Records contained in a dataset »
==================================================
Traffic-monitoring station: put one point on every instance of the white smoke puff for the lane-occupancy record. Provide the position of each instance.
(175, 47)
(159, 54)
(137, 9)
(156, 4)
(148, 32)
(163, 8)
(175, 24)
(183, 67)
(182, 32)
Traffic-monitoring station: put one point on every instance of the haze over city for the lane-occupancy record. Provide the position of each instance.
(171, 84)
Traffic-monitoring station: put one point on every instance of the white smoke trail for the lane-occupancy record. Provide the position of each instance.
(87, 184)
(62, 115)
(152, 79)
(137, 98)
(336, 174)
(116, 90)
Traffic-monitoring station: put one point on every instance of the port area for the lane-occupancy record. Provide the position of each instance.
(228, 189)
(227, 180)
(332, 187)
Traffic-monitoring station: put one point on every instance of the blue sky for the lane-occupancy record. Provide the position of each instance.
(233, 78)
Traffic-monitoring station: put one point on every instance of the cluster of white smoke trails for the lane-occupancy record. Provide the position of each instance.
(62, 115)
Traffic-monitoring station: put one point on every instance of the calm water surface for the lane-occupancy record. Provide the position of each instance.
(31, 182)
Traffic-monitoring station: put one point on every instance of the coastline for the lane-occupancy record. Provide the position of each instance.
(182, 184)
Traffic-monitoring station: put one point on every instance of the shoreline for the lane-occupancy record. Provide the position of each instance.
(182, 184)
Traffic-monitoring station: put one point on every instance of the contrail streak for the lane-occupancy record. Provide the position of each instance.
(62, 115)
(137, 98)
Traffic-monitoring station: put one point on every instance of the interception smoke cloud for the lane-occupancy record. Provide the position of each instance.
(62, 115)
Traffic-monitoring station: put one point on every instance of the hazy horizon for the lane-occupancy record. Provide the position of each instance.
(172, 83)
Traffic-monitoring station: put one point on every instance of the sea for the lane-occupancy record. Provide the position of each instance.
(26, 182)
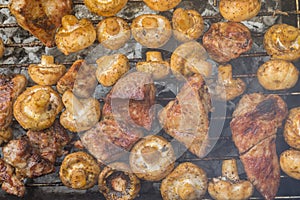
==================================================
Repeat the records above exactly, leaving out any pictures they contain.

Your response »
Traffic-monitoring station: put one point on every instance of the white smoke puff for the lane-occupancy record. Provide the position of each instance.
(175, 47)
(159, 54)
(137, 9)
(156, 4)
(148, 32)
(163, 8)
(175, 24)
(183, 67)
(182, 32)
Traffic-monitoring station: put one point on every instance of the haze over city for the lane-occupancy record. Provide the position of each instance.
(171, 84)
Traffic-monitoring station: put one point on every instance of the white smoke trail for the lane-occupancy record. Provide the position of each instance.
(87, 184)
(62, 115)
(152, 79)
(137, 98)
(336, 174)
(116, 90)
Traffic-monitoring station: put one point on every instance of the port area for the lane-occupancy record. Provide the position of each instance.
(228, 189)
(227, 180)
(332, 187)
Traffic-monitoring station: put one point on every instance of the blue sky for the lane-occupancy record. Provide the position of each instance.
(233, 78)
Traffic-monitoring station: put one point on every instance of the cluster of white smoke trails for the lane-occupancy record. Provide the position of each instance.
(62, 115)
Traffic-monitoring station: put one point on every instance of the calm water surface for the lane-occupancy record. Provide the position of each instance.
(31, 182)
Traffic-monitoring station: put one point on every instance of the coastline for the lane-occupancy record. Provide the position of each instance.
(182, 184)
Traffic-monitoring station: put one point on every instance of the shoreline for the lane-occupancy record. Provide the position of each instance.
(182, 184)
Traffic-monitoring station: put one point on every instance of the contrail streak for the lane-occupancy record. Provide the position of each instance.
(62, 115)
(137, 98)
Traffic-monitoring station: put one point on every instance of the interception smoke cloud for the lane-occupancy record. Provide the position of each instance.
(62, 115)
Traffic-monitoring station: put one point on every instance of the hazy horizon for the lane-occupancy record. Provide the position of each instance.
(172, 83)
Traffic-monitoring station: put one point on every instance of the sea for the lane-occupancy record. Provide the position of each instance.
(26, 182)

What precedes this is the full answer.